ENTRIES SHOWN:
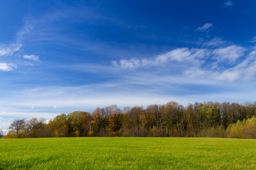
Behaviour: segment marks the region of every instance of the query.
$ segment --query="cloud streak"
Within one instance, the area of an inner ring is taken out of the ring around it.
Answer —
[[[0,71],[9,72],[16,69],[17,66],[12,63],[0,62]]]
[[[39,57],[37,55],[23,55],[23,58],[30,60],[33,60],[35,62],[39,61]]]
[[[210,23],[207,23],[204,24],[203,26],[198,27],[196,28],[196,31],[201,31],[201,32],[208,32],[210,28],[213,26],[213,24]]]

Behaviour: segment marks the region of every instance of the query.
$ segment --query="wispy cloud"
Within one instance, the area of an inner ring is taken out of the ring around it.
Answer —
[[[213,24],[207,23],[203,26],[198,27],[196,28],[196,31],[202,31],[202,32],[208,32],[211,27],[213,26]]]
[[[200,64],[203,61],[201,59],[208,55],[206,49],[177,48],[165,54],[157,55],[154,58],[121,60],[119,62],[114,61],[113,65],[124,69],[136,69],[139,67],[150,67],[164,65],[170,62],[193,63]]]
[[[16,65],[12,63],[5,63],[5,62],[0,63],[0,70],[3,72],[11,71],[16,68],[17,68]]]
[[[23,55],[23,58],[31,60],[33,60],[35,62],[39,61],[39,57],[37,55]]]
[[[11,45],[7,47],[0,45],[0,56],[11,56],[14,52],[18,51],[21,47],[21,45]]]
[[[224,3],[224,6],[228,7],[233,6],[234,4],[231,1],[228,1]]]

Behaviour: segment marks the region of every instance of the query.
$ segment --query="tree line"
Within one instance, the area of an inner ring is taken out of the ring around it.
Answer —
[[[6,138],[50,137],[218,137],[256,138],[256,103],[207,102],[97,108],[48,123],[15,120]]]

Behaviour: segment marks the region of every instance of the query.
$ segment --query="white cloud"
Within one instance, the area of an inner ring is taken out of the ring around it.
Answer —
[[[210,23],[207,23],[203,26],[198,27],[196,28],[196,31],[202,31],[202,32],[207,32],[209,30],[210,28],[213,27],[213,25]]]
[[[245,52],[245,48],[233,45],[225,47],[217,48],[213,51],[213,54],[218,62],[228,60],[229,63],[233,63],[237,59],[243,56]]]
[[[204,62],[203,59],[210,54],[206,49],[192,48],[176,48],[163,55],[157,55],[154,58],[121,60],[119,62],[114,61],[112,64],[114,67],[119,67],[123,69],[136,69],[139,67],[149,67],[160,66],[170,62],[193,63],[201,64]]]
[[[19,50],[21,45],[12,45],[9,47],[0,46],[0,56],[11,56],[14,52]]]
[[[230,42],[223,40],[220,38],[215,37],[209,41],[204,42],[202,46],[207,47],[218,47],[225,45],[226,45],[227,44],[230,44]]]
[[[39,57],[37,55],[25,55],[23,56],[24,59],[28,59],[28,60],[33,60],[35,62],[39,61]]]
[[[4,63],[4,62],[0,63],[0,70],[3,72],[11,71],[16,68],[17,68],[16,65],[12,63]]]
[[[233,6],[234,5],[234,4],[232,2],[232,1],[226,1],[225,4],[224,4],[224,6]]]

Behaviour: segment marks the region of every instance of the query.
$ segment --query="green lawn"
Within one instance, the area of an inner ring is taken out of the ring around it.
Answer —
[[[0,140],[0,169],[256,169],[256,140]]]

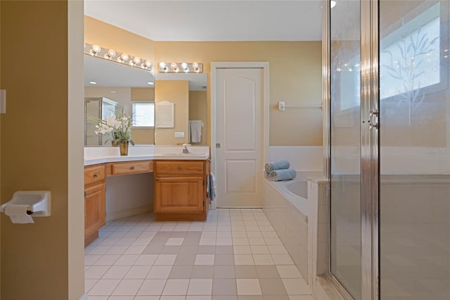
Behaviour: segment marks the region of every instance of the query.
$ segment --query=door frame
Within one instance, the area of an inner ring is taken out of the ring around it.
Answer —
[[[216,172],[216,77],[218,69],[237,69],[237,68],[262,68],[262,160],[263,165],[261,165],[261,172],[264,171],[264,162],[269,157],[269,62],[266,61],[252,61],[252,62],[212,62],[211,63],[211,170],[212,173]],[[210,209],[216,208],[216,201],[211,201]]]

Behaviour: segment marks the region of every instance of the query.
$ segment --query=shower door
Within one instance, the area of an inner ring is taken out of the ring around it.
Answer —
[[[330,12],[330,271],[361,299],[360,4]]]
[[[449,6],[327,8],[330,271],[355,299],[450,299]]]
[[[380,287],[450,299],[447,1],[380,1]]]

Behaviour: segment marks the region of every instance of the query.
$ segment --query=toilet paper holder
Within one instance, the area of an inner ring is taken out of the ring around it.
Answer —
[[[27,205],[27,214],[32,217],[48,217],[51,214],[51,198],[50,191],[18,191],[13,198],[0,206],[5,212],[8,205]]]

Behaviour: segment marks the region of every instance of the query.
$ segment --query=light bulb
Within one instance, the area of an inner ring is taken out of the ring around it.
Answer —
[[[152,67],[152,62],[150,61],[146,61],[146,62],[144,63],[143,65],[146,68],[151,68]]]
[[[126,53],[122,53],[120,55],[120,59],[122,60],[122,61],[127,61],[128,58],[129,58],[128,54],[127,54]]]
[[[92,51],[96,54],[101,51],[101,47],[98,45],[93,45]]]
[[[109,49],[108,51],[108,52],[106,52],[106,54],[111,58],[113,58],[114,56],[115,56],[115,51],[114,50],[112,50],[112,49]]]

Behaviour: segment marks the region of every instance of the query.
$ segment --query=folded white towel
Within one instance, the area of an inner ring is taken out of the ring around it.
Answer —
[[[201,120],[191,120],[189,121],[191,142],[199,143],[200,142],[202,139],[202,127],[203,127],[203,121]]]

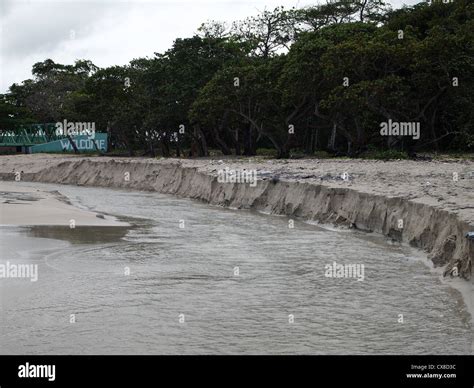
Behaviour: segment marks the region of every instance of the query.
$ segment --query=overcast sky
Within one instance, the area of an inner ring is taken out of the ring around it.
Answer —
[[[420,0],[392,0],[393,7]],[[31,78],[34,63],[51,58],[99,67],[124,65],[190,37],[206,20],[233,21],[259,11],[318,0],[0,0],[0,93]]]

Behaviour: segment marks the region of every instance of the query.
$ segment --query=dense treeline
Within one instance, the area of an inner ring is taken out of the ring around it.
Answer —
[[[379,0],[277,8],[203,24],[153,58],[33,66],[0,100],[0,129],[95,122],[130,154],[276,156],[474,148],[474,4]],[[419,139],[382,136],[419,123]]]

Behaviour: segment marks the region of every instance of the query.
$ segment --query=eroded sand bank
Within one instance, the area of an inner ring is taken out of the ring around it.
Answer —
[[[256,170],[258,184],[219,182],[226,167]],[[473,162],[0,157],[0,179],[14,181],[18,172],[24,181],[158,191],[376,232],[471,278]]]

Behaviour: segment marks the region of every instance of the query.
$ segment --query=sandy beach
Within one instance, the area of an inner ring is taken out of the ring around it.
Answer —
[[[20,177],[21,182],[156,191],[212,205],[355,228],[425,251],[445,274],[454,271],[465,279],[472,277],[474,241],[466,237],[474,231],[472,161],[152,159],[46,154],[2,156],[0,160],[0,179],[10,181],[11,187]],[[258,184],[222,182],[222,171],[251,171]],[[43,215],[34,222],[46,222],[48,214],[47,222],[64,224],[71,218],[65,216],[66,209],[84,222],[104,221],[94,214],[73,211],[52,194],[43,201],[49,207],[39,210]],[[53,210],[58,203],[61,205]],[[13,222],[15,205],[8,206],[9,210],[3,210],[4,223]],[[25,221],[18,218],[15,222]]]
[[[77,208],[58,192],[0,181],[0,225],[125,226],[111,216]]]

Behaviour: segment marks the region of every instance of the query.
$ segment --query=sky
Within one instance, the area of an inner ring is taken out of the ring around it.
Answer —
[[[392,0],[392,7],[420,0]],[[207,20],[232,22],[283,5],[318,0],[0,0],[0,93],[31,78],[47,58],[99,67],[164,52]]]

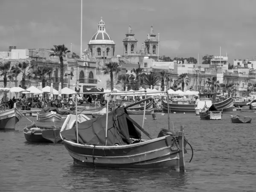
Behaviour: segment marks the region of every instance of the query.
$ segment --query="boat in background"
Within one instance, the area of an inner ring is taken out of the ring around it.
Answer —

---

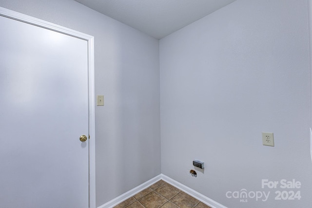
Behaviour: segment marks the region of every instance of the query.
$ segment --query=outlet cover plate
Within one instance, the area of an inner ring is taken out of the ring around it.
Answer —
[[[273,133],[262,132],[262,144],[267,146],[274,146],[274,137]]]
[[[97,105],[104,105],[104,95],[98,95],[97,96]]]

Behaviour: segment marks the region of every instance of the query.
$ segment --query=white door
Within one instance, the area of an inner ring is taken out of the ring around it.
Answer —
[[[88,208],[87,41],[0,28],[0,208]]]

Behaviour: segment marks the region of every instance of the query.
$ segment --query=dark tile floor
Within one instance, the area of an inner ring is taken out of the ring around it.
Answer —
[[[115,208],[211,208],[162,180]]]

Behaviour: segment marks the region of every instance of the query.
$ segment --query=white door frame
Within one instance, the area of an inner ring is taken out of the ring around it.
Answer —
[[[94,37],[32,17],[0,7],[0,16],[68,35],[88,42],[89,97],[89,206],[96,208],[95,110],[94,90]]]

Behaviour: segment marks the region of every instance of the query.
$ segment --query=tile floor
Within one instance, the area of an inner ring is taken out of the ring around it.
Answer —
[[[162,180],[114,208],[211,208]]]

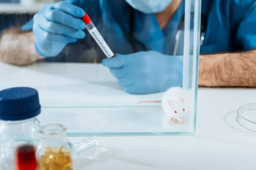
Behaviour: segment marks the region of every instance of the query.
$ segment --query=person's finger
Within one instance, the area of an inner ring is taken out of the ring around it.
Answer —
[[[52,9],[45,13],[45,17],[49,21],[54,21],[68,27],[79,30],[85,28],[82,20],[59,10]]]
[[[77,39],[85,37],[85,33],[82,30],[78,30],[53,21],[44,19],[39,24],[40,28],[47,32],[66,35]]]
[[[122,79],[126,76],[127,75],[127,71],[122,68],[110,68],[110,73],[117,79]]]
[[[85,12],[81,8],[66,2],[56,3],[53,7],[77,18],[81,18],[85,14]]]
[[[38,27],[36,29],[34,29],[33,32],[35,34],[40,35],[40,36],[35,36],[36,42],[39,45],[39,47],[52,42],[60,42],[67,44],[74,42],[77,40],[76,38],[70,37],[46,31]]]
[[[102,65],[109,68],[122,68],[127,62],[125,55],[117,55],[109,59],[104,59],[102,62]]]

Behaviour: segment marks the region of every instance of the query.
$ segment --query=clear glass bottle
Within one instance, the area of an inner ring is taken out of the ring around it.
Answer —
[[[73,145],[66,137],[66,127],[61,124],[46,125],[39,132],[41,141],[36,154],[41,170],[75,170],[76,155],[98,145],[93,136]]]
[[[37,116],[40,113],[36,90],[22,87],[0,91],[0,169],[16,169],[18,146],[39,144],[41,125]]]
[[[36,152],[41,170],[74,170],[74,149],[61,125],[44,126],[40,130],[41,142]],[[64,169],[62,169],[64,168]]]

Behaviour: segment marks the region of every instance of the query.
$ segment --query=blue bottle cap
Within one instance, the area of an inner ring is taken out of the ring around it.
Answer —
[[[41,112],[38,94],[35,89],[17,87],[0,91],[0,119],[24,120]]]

* * *

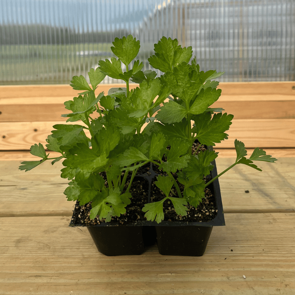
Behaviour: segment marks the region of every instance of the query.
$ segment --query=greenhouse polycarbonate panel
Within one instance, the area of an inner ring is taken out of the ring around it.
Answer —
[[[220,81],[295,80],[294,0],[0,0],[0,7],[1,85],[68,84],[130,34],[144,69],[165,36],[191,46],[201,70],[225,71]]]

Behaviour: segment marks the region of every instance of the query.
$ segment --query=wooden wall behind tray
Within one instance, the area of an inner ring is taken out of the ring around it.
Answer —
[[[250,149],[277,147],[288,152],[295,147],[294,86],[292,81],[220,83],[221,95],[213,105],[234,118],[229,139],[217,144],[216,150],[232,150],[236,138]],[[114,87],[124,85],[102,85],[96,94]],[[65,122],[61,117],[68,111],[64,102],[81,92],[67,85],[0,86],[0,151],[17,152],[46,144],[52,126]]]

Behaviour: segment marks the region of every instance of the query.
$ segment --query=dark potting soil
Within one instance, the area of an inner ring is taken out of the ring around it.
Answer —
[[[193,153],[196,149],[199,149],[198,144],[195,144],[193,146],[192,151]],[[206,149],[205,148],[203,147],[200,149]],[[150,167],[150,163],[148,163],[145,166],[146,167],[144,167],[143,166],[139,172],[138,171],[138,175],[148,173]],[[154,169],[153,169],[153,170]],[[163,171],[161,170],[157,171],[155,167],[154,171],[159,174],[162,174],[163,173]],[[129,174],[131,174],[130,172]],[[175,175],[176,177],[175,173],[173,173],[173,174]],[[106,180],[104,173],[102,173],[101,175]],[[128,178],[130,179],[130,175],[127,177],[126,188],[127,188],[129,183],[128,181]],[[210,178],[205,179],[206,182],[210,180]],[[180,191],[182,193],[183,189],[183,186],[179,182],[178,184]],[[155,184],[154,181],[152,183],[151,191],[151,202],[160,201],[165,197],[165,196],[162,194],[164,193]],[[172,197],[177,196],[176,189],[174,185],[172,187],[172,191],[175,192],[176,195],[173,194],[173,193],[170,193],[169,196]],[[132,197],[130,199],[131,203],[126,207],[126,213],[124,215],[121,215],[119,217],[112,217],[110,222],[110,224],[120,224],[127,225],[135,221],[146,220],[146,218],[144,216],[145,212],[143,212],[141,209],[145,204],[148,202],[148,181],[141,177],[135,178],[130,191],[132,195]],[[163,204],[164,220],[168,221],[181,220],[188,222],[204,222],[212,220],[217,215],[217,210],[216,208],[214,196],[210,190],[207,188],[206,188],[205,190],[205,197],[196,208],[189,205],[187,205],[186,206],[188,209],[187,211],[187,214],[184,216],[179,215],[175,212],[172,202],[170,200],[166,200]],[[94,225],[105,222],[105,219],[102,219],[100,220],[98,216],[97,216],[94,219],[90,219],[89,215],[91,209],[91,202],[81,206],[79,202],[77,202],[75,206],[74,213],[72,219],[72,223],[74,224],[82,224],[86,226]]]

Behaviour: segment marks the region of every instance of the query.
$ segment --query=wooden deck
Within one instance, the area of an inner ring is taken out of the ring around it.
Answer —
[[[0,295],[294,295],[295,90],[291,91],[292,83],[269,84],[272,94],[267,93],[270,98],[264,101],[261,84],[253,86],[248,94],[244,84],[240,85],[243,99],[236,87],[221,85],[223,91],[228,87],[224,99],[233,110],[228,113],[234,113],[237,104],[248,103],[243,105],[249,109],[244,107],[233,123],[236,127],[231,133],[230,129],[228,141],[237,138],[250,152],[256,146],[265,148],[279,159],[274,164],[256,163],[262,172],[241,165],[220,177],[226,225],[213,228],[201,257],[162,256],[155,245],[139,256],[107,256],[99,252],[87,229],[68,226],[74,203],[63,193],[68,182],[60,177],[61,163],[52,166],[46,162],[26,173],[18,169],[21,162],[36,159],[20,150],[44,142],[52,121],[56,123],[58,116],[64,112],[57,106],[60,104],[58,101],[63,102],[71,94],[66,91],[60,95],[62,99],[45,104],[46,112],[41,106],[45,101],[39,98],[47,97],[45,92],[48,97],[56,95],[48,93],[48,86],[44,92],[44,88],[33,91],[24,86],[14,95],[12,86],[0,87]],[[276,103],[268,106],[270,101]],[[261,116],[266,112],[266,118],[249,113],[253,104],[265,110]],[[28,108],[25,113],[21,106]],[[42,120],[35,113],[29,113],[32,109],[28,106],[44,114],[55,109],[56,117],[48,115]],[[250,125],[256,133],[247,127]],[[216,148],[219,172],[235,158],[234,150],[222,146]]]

TASK TO CARRY OUT:
Pull out each line of the records above that contains the string "white", and copy those lines in their original order.

RESULT FOR THIS TASK:
$ segment --query="white cloud"
$ segment --query=folded white towel
$ segment --query=white door
$ segment --query=white door frame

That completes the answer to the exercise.